Stated problem
Can you rewrite the paragraph starting "The study finds that 89%" in the text below on AI adoption in asset, auto and equipment finance as a short bulleted list that keeps its main facts?

Document section
________
AI has quickly moved from experimentation to a genuine strategic priority across Asset, Auto and Equipment Finance, but the new “AI Adoption, Workforce Redesign and Operational Readiness” report by Resilient Management Solutions in partnership with Finance Connect shows that progress is far from uniform. Momentum is clear, yet turning early activity into consistent, measurable value is still a work in progress.

Where the market is seeing value

The study finds that 89% of respondents are already piloting, scaling or embedding AI, but only around 14% report significant, proven ROI so far. Adoption is concentrated in workflow‑heavy areas such as document processing and data extraction, where operational pain is visible and value is easier to prove.

Generative AI, intelligent document processing, natural language processing and predictive analytics dominate the technology stack, pointing to a focus on removing friction from core processes rather than pursuing speculative “moonshot” use cases. More complex use cases, such as credit decisioning, are progressing more slowly because of regulatory scrutiny, explainability demands and risk considerations.

A challenging UK market backdrop

All of this is happening against a difficult UK backdrop, with margin pressure, higher funding costs and tighter credit conditions. That context is pushing AI programmes to be practical, with a clear bias towards efficiency, cost control and the ability to do more without adding headcount.
________
Given information
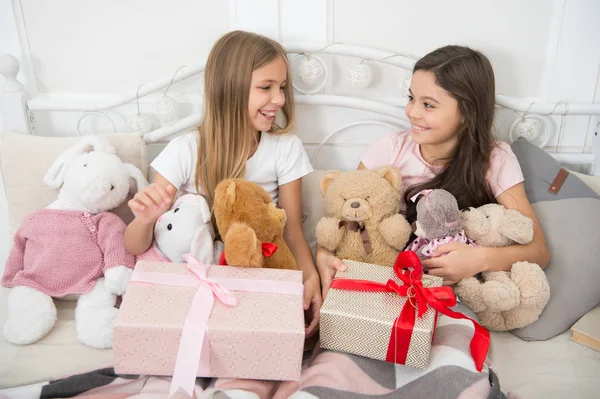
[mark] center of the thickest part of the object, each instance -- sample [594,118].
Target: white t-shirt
[279,159]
________
Written solution
- 89% of respondents are piloting, scaling or embedding AI.
- Only about 14% report significant, proven ROI so far.
- Adoption centers on workflow-heavy areas such as document processing and data extraction.
- In those areas, operational pain is visible and value is easier to prove.